[[ Passage provided open ]]
Chris Stapleton’s All American Road Show brings bang for the buck with Stuart and Stone

Marty Stuart and his Fabulous Superlatives will open dates for Chris Stapleton this summer – including this weekend in Spokane – before launching a headlining tour in August.  (ALYSSE GAFKJEN)
By Ed Condan For The Spokesman-Review For The Spokesman-Review

There are a number of reasons to arrive early for Chris Stapleton’s sold out tour opener Thursday at the Spokane Arena. Local boy made good Allen Stone will kick off Stapleton’s “All American Road Show.” The soulful Spokane resident will deliver tracks from his latest album, “Apart.”

Flamboyant country legend Marty Stuart will follow and showcase tracks from his most recent release, “Altitude,” with his crack band, The Fabulous Superlatives.

The Country Music Hall of Famer’s first album in six years is filled with rollicking, guitar driven tunes and gorgeous harmonies.

“Several of the songs on ‘Altitude’ were born at soundcheck at various shows along the way, and they just continue to get better,” Stuart said while calling from Nashville.

Stuart, 64, improves as well. The five-time Grammy winner is still creating at a high level in his supposed twilight years. The stylish Stuart, who sometimes rocks a rhinestone-studded suit jacket designed by Nudie Cohn, has crafted some of his finest material over the last three albums.

“Way Out West,” which was released in 2017, is arguably the greatest project of Stuart’s 17-album canon. It’s an eclectic collection of songs about quirky rebels ranging from truckers to surfers to cowboys. Stuart’s unwavering love of the Byrds is reflected.

“The timeless jangle of it all,” Stuart said of the Byrds’ appeal. “I see the past, present and future when I hear Byrds records.”

Stuart blasted Byrds tunes during the pandemic and spent considerable time working on “Altitude” while in seclusion during lockdown.

“The pandemic was directly responsible for ‘Time to Dance,’ ” Stuart said. “ ‘Sitting Alone’ was written several months before the pandemic occurred and I didn’t know what the song meant when I first wrote it but I liked it. While the world was locked down, ‘Sitting Alone’ came into focus.”

It won’t be easy for the eccentric maverick to slip in as much of “Altitude” as he would like while playing an abbreviated set, but Stuart will figure it out. “I’ll manage,” Stuart said. “Songs come and go on our set list. Different situations, different kinds of shows call for different songs, but it’s great to have such a great lexicon of songs to choose from.”

Stuart will dig deep into his catalog of tunes when he embarks on a headlining tour in mid-August. However, Stuart is thrilled to be part of the Stapleton tour since he’s a huge fan of the country maverick.

“I love Chris Stapleton and I think for my money he is the guy carrying the flag on his shoulders for country music right now,” Stuart said. “I’ve known him for many years through many incarnations and he’s always been the same old Chris. Nothing’s changed. The world finally found him.”
[[ Passage provided closed ]]
**What is being asked**
From the article on Chris Stapleton's tour, return the part that opens with the words containing "Marty Stuart and" and closes with "and gorgeous harmonies.", copied verbatim.
[[ Data for review open ]]
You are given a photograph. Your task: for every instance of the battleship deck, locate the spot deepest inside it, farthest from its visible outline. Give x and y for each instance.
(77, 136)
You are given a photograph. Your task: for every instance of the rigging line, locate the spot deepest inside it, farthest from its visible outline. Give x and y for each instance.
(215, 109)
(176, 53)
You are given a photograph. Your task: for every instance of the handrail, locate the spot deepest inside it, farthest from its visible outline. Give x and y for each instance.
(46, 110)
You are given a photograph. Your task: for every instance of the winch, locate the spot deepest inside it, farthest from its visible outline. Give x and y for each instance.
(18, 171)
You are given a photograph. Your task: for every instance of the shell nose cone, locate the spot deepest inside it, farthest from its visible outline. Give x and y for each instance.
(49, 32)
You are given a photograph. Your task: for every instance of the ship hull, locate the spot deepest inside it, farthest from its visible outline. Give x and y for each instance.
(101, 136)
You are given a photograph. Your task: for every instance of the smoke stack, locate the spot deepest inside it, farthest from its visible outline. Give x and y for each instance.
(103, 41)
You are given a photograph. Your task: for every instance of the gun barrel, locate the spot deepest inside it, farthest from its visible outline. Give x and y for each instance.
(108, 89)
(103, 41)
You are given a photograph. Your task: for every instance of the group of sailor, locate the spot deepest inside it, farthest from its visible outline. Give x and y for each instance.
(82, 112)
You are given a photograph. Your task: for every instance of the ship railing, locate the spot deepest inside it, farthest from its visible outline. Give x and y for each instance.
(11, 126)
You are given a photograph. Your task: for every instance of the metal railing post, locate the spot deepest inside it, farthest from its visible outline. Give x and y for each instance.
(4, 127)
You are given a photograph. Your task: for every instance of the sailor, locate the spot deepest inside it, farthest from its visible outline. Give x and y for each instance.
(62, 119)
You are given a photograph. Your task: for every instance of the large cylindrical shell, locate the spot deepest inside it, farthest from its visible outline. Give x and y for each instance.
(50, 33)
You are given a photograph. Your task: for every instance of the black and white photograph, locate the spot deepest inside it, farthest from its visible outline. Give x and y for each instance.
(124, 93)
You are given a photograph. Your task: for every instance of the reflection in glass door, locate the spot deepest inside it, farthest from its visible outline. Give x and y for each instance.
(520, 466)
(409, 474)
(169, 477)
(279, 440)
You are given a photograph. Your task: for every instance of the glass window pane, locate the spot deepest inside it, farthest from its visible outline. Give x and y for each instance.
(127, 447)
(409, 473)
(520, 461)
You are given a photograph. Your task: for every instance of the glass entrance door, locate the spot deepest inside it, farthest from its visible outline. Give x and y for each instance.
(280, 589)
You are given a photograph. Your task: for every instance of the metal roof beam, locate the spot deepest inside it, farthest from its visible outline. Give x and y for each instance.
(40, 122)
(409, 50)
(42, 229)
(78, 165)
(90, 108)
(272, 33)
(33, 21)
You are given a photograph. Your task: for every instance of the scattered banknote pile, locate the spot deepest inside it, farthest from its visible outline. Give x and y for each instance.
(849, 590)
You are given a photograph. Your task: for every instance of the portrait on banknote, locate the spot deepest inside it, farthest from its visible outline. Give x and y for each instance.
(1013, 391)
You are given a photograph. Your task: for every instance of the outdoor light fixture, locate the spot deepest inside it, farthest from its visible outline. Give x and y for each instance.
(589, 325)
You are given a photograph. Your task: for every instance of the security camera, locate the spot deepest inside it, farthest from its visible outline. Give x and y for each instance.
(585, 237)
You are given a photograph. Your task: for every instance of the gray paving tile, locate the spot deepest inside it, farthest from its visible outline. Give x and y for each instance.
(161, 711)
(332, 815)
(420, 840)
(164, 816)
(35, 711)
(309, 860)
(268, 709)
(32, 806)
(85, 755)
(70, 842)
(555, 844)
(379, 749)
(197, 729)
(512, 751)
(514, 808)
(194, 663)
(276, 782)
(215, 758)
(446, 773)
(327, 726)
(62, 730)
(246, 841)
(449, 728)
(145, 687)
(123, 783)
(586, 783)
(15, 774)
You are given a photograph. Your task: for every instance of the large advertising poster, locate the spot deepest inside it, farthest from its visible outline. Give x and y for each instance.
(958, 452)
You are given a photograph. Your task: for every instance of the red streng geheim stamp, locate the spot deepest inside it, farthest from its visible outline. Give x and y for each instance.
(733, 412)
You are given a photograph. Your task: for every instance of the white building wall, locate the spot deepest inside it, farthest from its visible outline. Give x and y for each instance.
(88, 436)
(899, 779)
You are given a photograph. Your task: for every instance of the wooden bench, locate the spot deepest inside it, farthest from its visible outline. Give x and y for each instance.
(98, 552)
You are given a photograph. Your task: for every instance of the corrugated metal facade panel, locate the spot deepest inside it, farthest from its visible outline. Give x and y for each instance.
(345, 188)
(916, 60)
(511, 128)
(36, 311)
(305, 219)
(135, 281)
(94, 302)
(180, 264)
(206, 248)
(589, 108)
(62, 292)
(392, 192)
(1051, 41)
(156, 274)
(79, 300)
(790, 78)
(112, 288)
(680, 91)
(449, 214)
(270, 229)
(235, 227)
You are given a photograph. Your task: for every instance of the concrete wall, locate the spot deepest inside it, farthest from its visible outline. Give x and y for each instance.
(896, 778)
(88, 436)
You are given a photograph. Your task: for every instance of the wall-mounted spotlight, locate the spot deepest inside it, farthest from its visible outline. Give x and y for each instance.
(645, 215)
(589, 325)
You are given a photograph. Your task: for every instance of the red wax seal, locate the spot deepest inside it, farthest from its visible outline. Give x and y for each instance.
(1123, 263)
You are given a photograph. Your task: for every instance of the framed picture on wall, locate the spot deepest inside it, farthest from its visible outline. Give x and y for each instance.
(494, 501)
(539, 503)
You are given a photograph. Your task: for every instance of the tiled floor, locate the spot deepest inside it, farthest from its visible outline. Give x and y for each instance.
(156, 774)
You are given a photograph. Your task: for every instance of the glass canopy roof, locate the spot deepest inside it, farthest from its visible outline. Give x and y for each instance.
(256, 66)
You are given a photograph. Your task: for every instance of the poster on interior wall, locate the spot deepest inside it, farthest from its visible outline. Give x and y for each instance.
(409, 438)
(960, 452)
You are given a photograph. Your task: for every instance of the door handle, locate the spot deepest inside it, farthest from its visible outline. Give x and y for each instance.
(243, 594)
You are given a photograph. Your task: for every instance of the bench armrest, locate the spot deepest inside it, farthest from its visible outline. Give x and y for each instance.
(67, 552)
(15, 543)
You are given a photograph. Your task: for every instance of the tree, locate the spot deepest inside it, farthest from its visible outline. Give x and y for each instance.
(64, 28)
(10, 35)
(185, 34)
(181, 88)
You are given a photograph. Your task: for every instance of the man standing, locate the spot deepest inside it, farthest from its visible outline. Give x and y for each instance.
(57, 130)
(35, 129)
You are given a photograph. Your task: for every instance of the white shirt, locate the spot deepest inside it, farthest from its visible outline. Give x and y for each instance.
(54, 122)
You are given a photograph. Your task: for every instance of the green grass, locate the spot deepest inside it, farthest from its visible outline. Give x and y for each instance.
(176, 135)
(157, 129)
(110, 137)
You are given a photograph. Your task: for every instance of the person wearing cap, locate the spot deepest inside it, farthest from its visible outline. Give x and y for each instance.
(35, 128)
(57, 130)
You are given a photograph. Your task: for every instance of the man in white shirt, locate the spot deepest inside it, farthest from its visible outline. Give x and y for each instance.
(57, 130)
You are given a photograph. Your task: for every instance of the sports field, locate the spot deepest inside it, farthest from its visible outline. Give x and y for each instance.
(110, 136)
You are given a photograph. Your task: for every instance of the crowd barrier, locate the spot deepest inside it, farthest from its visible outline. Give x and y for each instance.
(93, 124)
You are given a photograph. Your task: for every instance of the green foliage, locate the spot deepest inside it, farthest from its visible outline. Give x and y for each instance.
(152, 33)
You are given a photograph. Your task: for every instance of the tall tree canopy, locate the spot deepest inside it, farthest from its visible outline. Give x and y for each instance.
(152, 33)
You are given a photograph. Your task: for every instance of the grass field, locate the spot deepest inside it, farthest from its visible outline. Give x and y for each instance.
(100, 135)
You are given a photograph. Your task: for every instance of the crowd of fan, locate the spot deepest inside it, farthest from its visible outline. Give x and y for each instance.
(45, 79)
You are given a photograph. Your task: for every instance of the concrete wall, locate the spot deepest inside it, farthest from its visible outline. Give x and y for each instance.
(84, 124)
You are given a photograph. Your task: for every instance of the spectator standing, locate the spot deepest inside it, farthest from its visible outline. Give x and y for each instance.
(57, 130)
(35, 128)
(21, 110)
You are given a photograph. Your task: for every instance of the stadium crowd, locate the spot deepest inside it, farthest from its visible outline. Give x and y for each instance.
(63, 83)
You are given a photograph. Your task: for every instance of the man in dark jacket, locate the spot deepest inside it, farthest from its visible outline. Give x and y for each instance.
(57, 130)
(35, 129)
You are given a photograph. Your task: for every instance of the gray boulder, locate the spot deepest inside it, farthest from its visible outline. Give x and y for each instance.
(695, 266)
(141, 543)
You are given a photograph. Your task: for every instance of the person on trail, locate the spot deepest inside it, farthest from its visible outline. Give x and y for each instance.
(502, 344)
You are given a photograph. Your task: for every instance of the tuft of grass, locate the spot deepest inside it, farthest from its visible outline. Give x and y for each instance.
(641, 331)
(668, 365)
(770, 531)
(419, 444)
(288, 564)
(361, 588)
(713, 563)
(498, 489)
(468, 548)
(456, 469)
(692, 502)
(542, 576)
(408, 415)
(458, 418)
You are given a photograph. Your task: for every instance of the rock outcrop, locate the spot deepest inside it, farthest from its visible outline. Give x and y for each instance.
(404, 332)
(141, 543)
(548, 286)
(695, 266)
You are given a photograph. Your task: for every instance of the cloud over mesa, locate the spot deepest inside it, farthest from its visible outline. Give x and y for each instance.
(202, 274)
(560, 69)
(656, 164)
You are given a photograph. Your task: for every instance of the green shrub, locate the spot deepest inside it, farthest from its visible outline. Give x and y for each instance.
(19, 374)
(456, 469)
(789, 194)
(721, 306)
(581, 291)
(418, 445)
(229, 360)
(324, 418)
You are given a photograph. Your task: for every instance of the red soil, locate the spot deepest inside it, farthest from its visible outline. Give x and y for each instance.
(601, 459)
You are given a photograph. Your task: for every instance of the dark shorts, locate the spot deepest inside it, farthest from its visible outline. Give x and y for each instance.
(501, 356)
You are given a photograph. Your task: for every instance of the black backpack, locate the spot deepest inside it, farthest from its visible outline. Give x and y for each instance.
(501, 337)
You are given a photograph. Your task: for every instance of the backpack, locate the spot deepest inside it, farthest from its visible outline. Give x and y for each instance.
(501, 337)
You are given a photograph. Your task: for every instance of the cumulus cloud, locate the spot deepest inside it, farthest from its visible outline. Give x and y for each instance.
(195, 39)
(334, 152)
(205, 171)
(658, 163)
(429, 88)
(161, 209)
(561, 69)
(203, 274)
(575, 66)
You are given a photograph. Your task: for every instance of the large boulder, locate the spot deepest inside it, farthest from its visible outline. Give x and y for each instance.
[[ Data for review closed ]]
**Worked solution**
Marty Stuart and his Fabulous Superlatives will open dates for Chris Stapleton this summer – including this weekend in Spokane – before launching a headlining tour in August.  (ALYSSE GAFKJEN)
By Ed Condan For The Spokesman-Review For The Spokesman-Review

There are a number of reasons to arrive early for Chris Stapleton’s sold out tour opener Thursday at the Spokane Arena. Local boy made good Allen Stone will kick off Stapleton’s “All American Road Show.” The soulful Spokane resident will deliver tracks from his latest album, “Apart.”

Flamboyant country legend Marty Stuart will follow and showcase tracks from his most recent release, “Altitude,” with his crack band, The Fabulous Superlatives.

The Country Music Hall of Famer’s first album in six years is filled with rollicking, guitar driven tunes and gorgeous harmonies.